---------- Data for review

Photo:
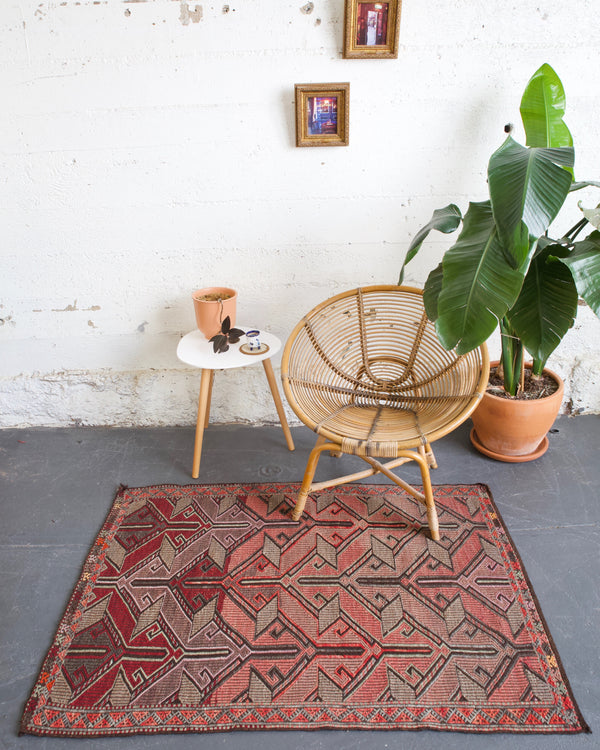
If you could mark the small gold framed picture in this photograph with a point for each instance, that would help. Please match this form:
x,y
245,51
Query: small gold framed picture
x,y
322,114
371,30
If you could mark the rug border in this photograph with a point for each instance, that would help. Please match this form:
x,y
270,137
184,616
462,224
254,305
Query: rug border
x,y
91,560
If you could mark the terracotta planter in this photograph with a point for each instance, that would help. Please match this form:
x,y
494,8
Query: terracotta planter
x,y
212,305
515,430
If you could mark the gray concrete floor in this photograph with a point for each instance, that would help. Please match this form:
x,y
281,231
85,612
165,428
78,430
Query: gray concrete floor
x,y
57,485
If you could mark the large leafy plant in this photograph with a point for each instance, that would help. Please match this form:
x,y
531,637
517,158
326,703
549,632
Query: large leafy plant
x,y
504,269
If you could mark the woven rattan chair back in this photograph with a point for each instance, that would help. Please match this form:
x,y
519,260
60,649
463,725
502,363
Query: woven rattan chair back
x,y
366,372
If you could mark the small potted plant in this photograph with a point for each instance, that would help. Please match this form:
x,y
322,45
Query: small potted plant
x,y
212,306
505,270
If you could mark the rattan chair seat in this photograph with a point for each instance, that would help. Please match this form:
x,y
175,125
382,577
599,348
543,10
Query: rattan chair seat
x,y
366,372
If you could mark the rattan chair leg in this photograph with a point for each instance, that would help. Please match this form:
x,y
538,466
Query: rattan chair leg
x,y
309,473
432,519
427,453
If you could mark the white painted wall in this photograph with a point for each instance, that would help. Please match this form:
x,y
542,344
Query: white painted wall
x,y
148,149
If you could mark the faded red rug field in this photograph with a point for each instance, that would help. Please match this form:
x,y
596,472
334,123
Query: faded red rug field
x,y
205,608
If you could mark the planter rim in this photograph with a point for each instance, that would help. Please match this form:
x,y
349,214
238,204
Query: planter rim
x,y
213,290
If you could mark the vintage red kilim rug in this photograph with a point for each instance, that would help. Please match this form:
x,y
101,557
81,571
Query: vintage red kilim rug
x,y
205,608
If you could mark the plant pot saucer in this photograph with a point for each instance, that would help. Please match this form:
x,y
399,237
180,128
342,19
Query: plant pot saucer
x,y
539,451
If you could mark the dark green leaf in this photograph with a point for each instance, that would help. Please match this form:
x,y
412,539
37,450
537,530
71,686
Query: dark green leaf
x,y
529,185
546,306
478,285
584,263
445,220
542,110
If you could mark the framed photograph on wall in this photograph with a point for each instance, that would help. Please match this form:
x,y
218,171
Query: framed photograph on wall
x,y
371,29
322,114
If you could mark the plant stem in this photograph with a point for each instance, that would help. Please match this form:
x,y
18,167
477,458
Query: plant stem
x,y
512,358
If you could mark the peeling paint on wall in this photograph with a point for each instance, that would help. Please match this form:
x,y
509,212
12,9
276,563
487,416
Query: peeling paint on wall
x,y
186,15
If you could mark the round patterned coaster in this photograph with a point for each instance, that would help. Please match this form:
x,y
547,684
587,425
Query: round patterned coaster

--------------------
---------- Data for review

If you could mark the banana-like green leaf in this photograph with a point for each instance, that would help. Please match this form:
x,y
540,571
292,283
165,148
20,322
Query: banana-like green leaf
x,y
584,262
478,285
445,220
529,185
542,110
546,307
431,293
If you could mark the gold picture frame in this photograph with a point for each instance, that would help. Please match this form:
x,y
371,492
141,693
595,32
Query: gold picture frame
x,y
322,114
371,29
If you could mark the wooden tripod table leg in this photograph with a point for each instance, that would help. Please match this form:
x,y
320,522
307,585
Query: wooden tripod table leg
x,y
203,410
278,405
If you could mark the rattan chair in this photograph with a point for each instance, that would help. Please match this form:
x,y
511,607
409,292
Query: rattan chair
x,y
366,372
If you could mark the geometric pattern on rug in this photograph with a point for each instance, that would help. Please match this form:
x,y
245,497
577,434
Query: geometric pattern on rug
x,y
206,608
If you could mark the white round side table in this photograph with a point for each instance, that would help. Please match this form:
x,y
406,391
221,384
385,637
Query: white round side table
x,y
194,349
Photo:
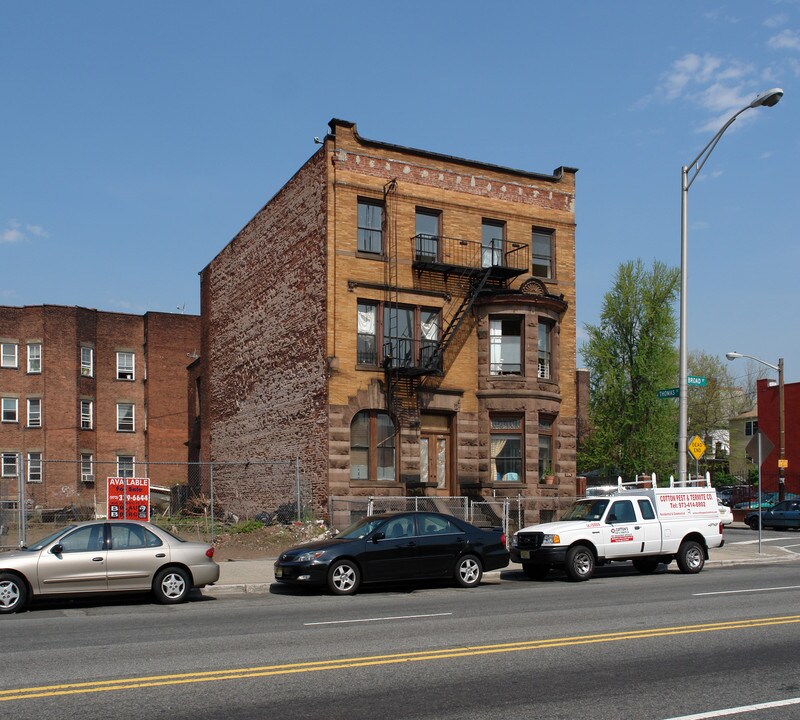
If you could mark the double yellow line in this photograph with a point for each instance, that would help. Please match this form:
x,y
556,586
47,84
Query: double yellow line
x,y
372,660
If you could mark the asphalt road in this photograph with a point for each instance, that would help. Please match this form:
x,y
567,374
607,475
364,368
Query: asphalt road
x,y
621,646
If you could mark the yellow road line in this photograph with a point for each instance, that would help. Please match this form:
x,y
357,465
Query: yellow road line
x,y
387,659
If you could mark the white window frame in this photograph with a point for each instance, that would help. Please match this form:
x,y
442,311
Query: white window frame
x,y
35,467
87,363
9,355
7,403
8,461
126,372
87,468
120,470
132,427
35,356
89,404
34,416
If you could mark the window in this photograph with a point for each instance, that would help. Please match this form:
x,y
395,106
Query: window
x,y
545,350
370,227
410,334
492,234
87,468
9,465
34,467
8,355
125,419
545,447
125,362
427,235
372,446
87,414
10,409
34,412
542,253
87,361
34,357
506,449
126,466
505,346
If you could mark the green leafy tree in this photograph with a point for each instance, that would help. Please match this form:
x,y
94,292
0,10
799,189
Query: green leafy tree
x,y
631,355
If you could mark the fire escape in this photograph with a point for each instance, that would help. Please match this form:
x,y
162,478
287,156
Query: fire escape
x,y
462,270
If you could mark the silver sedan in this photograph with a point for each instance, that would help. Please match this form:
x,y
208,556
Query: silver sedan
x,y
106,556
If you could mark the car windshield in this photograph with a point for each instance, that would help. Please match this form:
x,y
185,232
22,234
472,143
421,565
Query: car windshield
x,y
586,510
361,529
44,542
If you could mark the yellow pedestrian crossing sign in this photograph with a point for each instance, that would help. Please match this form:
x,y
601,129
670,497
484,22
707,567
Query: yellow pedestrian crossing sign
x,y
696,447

--------------------
---------- Data for review

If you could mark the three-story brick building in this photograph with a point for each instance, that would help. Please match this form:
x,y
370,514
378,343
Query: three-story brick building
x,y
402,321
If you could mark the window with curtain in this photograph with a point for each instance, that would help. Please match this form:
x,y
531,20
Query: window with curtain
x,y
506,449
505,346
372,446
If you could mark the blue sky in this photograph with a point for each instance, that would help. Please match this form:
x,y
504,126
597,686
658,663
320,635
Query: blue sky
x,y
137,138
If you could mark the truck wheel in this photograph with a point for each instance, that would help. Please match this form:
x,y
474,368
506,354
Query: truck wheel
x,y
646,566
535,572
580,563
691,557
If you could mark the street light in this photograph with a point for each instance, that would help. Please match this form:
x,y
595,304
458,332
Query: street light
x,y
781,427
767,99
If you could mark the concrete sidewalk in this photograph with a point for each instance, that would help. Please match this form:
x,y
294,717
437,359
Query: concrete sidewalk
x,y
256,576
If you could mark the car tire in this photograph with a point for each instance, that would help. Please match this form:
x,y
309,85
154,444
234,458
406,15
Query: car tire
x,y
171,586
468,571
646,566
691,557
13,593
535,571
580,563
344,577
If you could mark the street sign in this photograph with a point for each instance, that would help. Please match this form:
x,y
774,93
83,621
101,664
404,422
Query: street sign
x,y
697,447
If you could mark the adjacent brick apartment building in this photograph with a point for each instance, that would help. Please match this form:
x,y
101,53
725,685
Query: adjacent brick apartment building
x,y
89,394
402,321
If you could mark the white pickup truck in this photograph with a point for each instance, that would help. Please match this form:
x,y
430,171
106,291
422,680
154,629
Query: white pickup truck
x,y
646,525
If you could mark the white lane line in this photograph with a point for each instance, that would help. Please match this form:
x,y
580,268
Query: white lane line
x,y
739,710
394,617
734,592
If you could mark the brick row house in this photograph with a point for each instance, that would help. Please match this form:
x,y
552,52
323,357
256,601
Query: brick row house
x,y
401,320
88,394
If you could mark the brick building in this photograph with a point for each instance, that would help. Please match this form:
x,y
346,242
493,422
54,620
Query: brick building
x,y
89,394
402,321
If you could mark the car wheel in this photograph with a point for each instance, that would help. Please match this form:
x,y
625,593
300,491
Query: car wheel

--------------------

__Task prompt__
Only the lines containing the word "patterned" should be returned from the data above.

__Response__
If you could mark the round patterned coaster in this photograph with a point for each instance, that would help. Please match this form:
Query: round patterned coaster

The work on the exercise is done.